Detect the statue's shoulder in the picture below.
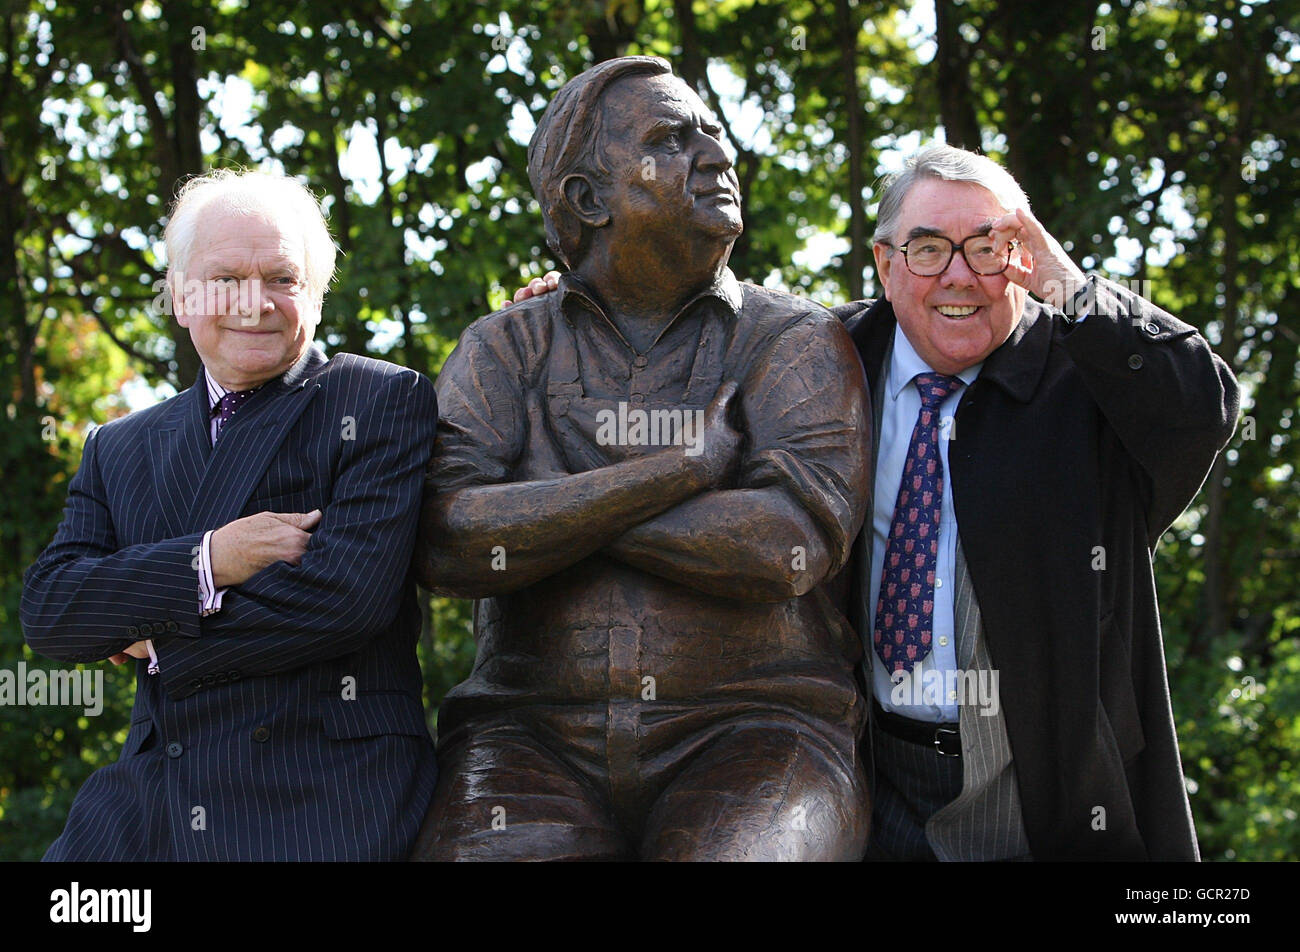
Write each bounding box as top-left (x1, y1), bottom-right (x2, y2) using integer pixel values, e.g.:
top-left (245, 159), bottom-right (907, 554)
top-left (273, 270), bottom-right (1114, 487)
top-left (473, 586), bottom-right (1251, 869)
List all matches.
top-left (451, 295), bottom-right (558, 369)
top-left (736, 282), bottom-right (841, 336)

########

Exercise requirements
Copy exactly the line that contains "top-left (273, 270), bottom-right (1114, 487)" and all lines after it in the listing above, through the final line, and nothing else.

The answer
top-left (273, 270), bottom-right (1114, 487)
top-left (473, 586), bottom-right (1251, 869)
List all matches.
top-left (451, 295), bottom-right (558, 369)
top-left (736, 282), bottom-right (841, 336)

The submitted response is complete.